● STATED PROBLEM
Copy every line of the records below word for word, leaving out the pictures.
··· INPUT RECORDS ···
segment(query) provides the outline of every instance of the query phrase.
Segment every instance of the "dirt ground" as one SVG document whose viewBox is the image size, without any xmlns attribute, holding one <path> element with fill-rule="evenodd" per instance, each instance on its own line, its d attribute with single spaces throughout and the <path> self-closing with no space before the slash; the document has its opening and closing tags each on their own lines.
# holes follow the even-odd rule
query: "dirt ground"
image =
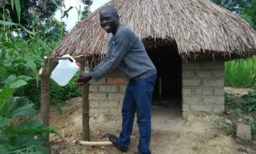
<svg viewBox="0 0 256 154">
<path fill-rule="evenodd" d="M 202 115 L 181 117 L 180 108 L 176 105 L 152 106 L 152 135 L 150 149 L 153 154 L 246 154 L 256 153 L 252 146 L 236 142 L 232 136 L 216 125 L 224 116 Z M 61 114 L 60 112 L 62 112 Z M 91 141 L 107 141 L 101 138 L 108 133 L 118 134 L 121 121 L 111 115 L 95 115 L 90 119 Z M 81 139 L 82 116 L 80 98 L 65 103 L 61 108 L 51 107 L 50 125 L 62 137 L 50 135 L 51 153 L 115 154 L 121 153 L 113 145 L 86 147 L 77 141 Z M 134 123 L 132 141 L 127 153 L 137 151 L 139 130 Z"/>
</svg>

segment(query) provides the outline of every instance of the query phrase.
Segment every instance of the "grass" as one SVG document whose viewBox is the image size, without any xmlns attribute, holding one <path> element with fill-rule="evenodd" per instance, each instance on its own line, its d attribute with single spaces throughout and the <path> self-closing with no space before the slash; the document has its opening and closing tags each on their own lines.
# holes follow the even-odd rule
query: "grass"
<svg viewBox="0 0 256 154">
<path fill-rule="evenodd" d="M 256 56 L 228 61 L 224 67 L 226 86 L 250 87 L 256 81 Z"/>
</svg>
···
● RESPONSE
segment(query) provides the outline of every instance of the query phrase.
Segment every instance of the "dirt ground" as one SVG document whose viewBox is the image size, without any xmlns attribute, holding one <path> element with fill-rule="evenodd" per instance, each instance on its own line, its d attribute with single spaces throughout and the <path> self-closing with no space before the slash; the document has its opening and closing tags each on their own lines.
# holes follow the even-odd rule
query: "dirt ground"
image =
<svg viewBox="0 0 256 154">
<path fill-rule="evenodd" d="M 202 115 L 181 117 L 180 108 L 176 105 L 152 106 L 152 135 L 150 149 L 153 154 L 246 154 L 256 153 L 252 146 L 236 142 L 232 136 L 216 125 L 224 116 Z M 61 114 L 60 112 L 62 112 Z M 91 141 L 107 141 L 101 138 L 108 133 L 118 134 L 121 121 L 111 115 L 95 115 L 90 119 Z M 81 139 L 82 116 L 80 98 L 65 103 L 61 108 L 51 107 L 50 125 L 62 137 L 50 135 L 51 153 L 115 154 L 121 153 L 113 145 L 86 147 L 77 141 Z M 134 123 L 132 141 L 127 153 L 137 151 L 139 130 Z"/>
</svg>

segment(query) provides the outline of every instance of the query phrase.
Segment every instance of the "grass" as one SVG document whose viewBox is the image size, without any xmlns attribute, holding one <path> element with fill-rule="evenodd" per instance, each instance on its own line, its d attribute with single spaces throughout and the <path> self-closing with no space before the slash; the document has its opening and closing tags each on their own lines.
# holes follow the even-odd rule
query: "grass"
<svg viewBox="0 0 256 154">
<path fill-rule="evenodd" d="M 256 56 L 228 61 L 224 67 L 226 86 L 250 87 L 256 81 Z"/>
</svg>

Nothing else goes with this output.